| Your goal |
In the article on John Kopchick's $10.5 million pledge, how many yearly fellowships will the money fund, and in what year do they start?

Provided text Start Marker

UTHealth alumnus gives back to college
Scientist pledges $10.5 million to aid graduate students
In the world of bio-molecular research, breakthroughs are rare, and fame can be rarer still. Scientist and medical entrepreneur John Kopchick knows he is lucky to have found both in his lifetime.
So last week he pledged $10.5 million to the University of Texas MD Anderson UTHealth Graduate School of Biomedical Sciences, his alma mater, to help a new generation get to “Eureka!”
“I spent a wonderful four and a half years here. It’s wonderful coming back,” said Kopchick, 66, who now lives in Athens, Ohio, where he is a distinguished professor of molecular and cellular biology at Ohio University and directs the Growth, Diabetes and Obesity Section of the Edison Biotechnology Institute.
The announcement of his gift came at a ceremony at the MD Anderson Cancer Center.
The money will fund 15 yearly fellowships starting in
2018 to help graduate students pursue their education and research just as Kopchick did nearly four decades before. He earned his Ph.D. in 1980 on a fellowship.
In fact, he and his wife of 41 years, Charlene, were both the first in their families to attend college, which makes the journey all the more remarkable.
“This gift is very studentcentric,” he said in an interview before the ceremony, adding that one of the fellowships will be set aside for a student with a unique need, be it financial or some other challenge such as a physical disability.

Provided text End Marker
Data section Start Marker

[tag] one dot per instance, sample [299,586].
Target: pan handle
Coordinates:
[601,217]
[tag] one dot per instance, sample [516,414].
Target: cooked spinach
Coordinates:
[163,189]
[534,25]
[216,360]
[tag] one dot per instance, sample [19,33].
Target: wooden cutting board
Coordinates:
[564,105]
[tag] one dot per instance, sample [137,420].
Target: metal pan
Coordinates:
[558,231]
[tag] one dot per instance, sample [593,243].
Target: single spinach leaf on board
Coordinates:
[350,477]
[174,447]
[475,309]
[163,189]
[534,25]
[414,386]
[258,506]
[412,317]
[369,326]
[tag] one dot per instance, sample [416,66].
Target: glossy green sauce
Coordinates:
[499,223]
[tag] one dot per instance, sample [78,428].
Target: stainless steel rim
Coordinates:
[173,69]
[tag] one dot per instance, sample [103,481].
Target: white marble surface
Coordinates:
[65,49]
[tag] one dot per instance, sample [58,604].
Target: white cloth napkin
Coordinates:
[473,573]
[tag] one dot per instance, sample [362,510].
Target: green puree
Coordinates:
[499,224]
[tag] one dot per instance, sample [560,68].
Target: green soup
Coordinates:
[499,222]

Data section End Marker

| Response to the task |
It will fund 15 yearly fellowships starting in 2018.